A Paixão Segundo S. João de Osvaldo Fernandes foi escrita para coro infantil a 3 vozes, dois solistas (Evangelista e Jesus), órgão, decateto de metais e percussão. É dedicada ao CPCE e aos Portuguese Brass Associação de Metais.

 

 

“Uma Sé Catedral completamente cheia, numa noite invulgar e memorável em Braga”

 

Na opinião do compositor Paulo Bastos, um dos espectadores mais atentos, “ouviu-se a estreia de uma obra ambiciosa”, que “evidenciou uma excelente gestão do tempo, da narrativa e da tensão por parte de um compositor que, sem qualquer constrangimento estético, manifestou de forma clara a coerência e extrema qualidade da sua linguagem musical. A forma como geriu cada momento, da abertura aos recitativos, até aos momentos mais empolgantes foi de grande subtileza e profundidade, tendo-se sentido um ambiente verdadeiramente misterioso, de silêncio e enorme atenção por parte do público”.

 

O também professor de Composição destaca que “esta magnifica obra não teria o mesmo impacto sem a grande qualidade de prestação, mesmo invulgar em estreias de obras, do Coro dos Pequenos Cantores de Esposende, do Decateto Portuguese Brass e dos solistas. A música de Osvaldo Fernandes falou por si mesma numa Sé Catedral completamente cheia, numa noite invulgar e memorável em Braga”.

 

 

“Obra exigente e complexa, sem dúvida, mas com um efeito soberbo”

 

Helena Venda Lima, maestrina do CPCE, estava orgulhosa do trabalho apesentado: “Foi um momento muito especial, como são as estreias, principalmente pela profundidade da obra e por ser a única "Paixão" escrita em português composta para estas formações”.

* DADOS:

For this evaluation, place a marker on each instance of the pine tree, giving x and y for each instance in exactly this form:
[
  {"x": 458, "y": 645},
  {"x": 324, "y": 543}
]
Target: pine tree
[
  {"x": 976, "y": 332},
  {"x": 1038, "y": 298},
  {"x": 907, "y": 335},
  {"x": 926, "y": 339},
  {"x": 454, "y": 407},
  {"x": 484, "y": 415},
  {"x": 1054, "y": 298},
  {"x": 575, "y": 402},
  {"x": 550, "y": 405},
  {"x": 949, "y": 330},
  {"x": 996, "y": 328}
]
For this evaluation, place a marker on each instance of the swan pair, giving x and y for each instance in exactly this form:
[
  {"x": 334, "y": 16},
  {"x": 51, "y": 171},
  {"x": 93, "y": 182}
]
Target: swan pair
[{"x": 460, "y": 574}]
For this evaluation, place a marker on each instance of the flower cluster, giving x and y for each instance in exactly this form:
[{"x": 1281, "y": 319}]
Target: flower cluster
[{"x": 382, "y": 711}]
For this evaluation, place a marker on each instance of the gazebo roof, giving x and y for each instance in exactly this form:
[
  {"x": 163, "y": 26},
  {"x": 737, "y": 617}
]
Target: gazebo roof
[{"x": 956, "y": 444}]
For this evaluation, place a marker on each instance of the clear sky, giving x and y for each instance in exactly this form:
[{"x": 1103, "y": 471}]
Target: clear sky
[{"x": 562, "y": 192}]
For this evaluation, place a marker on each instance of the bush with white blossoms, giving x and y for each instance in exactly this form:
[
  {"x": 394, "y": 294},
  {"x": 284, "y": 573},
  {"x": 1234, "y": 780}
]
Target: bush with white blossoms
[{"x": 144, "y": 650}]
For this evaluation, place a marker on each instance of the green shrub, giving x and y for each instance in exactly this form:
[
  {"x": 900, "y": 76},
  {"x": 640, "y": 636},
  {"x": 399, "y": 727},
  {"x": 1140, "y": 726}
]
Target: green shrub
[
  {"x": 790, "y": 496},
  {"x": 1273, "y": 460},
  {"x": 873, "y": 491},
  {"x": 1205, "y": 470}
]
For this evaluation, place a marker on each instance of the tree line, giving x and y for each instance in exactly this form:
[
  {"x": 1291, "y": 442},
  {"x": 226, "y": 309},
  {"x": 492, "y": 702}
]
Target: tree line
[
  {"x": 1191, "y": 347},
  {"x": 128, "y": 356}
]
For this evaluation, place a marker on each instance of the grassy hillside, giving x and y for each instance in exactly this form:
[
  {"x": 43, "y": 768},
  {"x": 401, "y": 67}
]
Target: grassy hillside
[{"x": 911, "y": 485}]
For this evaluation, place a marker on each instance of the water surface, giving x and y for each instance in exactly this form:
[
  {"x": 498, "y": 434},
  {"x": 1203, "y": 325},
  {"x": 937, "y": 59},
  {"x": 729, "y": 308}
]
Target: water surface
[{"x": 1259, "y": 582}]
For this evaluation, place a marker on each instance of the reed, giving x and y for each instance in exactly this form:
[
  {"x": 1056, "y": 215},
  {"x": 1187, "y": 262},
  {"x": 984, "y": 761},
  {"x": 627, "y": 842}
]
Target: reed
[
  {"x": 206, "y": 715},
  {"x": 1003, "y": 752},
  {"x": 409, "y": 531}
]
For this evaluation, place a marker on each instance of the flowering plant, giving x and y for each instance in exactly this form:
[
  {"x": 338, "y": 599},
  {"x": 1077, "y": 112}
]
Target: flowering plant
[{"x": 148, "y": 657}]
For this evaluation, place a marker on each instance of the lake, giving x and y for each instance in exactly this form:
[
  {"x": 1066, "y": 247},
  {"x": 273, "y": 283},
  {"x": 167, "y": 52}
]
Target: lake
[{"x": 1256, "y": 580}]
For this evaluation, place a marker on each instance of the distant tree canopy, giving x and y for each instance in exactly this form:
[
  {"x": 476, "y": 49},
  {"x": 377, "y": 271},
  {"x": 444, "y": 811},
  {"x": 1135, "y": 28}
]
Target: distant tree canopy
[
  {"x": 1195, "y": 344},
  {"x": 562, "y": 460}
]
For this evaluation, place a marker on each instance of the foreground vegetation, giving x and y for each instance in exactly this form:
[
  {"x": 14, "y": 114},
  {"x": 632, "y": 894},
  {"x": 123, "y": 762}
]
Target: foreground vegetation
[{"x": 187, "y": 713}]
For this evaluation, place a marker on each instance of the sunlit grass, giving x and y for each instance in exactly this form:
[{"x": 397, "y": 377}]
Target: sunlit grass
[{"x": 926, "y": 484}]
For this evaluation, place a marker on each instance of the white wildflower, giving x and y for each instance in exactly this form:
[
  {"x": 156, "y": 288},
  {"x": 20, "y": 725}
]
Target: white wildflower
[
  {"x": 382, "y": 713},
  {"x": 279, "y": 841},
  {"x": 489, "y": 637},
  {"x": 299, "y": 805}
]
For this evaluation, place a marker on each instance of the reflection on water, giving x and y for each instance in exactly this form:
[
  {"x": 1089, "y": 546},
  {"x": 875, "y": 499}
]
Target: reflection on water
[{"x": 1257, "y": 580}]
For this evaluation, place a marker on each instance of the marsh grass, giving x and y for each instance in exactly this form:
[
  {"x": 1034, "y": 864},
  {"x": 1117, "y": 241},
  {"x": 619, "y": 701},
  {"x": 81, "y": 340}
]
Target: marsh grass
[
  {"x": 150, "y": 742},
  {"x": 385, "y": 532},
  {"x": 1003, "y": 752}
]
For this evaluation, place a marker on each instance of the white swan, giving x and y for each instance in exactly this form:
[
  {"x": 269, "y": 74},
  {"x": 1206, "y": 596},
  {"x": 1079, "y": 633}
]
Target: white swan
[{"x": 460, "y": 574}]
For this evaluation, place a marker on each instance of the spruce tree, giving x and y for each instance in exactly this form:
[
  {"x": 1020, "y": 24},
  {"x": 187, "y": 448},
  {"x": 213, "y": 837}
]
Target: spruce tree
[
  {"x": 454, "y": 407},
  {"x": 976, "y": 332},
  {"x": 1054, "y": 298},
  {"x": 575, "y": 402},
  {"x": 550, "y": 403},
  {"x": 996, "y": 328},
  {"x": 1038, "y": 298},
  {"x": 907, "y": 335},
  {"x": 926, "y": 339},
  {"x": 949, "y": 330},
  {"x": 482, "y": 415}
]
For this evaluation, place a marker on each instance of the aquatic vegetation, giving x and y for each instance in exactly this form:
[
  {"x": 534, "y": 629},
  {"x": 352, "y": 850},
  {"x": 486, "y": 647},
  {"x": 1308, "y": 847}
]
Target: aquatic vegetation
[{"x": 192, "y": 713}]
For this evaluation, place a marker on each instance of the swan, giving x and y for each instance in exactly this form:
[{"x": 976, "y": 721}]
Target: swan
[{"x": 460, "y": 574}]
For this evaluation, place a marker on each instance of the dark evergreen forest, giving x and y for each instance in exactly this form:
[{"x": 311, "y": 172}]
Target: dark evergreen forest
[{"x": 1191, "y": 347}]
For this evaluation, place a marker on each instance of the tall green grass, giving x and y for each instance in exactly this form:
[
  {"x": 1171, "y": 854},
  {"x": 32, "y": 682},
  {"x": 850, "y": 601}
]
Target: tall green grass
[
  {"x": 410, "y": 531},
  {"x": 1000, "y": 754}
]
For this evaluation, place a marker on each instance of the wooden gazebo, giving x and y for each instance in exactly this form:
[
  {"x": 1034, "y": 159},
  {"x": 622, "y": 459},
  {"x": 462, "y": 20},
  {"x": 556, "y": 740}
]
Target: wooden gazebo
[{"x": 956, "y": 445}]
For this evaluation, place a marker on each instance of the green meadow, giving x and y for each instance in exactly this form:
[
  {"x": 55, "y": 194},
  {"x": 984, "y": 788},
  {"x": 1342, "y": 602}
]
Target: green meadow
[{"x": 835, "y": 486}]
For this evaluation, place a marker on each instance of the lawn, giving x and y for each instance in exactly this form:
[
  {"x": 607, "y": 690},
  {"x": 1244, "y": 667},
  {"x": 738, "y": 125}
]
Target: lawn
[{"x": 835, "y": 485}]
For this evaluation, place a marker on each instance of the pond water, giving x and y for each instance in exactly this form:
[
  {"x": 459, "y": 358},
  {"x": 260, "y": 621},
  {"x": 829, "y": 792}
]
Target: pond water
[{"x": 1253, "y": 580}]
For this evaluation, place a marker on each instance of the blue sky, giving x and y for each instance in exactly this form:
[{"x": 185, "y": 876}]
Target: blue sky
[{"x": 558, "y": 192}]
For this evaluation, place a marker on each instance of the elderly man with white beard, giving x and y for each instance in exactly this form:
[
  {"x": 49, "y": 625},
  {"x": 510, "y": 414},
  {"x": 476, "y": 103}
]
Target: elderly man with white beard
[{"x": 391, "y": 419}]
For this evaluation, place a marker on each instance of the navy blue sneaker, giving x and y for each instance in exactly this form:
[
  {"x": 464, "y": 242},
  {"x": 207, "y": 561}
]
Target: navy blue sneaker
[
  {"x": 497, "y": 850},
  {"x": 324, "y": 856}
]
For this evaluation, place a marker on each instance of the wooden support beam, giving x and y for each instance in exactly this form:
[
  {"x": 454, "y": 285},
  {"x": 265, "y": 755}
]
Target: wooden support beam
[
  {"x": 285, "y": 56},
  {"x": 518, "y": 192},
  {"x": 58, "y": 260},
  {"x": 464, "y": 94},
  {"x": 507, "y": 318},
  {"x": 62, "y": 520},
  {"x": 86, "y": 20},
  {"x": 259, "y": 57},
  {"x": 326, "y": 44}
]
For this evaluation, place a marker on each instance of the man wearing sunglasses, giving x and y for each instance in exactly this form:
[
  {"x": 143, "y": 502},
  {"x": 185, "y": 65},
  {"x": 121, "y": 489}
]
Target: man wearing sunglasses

* EXERCÍCIOS:
1. Reescreva a passagem do texto sobre a Paixão Segundo S. João de "A Paixão Segundo" a "Associação de Metais.", trocando "coro infantil" por "coro juvenil".
2. Resuma em duas frases o texto sobre a Paixão Segundo S. João.
3. De acordo com o texto sobre a Paixão Segundo S. João, a quem é dedicada a obra?
Responda com base apenas no texto.

* RESPOSTAS:
1.
A Paixão Segundo S. João de Osvaldo Fernandes foi escrita para coro juvenil a 3 vozes, dois solistas (Evangelista e Jesus), órgão, decateto de metais e percussão. É dedicada ao CPCE e aos Portuguese Brass Associação de Metais.

2. A Paixão Segundo S. João, de Osvaldo Fernandes, foi escrita para coro infantil a três vozes, dois solistas, órgão, decateto de metais e percussão, e foi estreada numa Sé Catedral de Braga completamente cheia. O compositor Paulo Bastos elogiou a obra e a qualidade dos intérpretes, e a maestrina Helena Venda Lima salientou que se trata da única "Paixão" escrita em português composta para estas formações.

3. Ao CPCE e aos Portuguese Brass Associação de Metais.